## Task directions
Each line below should be written out again without any change.

Stored items
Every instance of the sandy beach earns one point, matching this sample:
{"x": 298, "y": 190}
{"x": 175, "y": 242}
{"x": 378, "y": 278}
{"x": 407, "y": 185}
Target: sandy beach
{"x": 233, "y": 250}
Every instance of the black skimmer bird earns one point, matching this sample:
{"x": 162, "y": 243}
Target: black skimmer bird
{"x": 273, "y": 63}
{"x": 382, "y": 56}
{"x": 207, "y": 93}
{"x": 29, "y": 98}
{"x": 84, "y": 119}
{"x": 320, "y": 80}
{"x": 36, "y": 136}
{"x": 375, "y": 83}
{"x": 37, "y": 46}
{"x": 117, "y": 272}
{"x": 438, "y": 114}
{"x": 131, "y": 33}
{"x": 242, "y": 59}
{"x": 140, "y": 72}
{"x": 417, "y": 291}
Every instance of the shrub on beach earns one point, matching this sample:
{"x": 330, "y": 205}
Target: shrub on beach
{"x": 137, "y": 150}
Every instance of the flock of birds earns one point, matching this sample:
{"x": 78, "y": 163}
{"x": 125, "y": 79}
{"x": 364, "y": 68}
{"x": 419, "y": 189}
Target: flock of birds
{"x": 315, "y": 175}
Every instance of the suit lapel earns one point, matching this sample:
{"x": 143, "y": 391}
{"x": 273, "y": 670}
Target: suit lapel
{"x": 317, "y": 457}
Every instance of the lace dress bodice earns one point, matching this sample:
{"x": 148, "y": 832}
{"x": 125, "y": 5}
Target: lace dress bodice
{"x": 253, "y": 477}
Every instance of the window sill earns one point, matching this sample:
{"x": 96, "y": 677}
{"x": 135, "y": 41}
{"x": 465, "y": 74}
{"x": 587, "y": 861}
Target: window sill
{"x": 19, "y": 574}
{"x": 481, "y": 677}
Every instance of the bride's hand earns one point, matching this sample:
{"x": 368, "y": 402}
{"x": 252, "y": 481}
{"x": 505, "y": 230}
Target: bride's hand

## Result of this exercise
Every instance of the sandy beach earns one point, matching this sample:
{"x": 298, "y": 190}
{"x": 175, "y": 242}
{"x": 378, "y": 278}
{"x": 407, "y": 185}
Target: sandy beach
{"x": 233, "y": 250}
Every instance of the black skimmer bird earns one point, matching this sample:
{"x": 162, "y": 243}
Target: black skimmer bird
{"x": 273, "y": 63}
{"x": 382, "y": 56}
{"x": 207, "y": 93}
{"x": 29, "y": 98}
{"x": 84, "y": 119}
{"x": 320, "y": 80}
{"x": 36, "y": 136}
{"x": 375, "y": 83}
{"x": 37, "y": 46}
{"x": 117, "y": 272}
{"x": 438, "y": 114}
{"x": 131, "y": 33}
{"x": 242, "y": 59}
{"x": 140, "y": 72}
{"x": 417, "y": 291}
Every instance of the shrub on beach earns one point, matching this sample:
{"x": 330, "y": 205}
Target: shrub on beach
{"x": 137, "y": 150}
Every instance of the flock of birds earns one point, matching this sample:
{"x": 78, "y": 163}
{"x": 125, "y": 79}
{"x": 364, "y": 68}
{"x": 419, "y": 189}
Target: flock of birds
{"x": 315, "y": 175}
Every instance of the suit lapel earns one point, matching this sample:
{"x": 143, "y": 391}
{"x": 273, "y": 670}
Target: suit lapel
{"x": 317, "y": 457}
Every instance of the lace dress bodice earns one point, matching this sample:
{"x": 148, "y": 832}
{"x": 125, "y": 5}
Target: lace dress bodice
{"x": 253, "y": 477}
Every instance of the window sill earns one point, matching this sample:
{"x": 96, "y": 677}
{"x": 135, "y": 41}
{"x": 465, "y": 74}
{"x": 587, "y": 861}
Target: window sill
{"x": 19, "y": 574}
{"x": 481, "y": 677}
Every instance of the bride's hand earns one point, matching this sample:
{"x": 368, "y": 402}
{"x": 252, "y": 481}
{"x": 505, "y": 230}
Target: bride's hand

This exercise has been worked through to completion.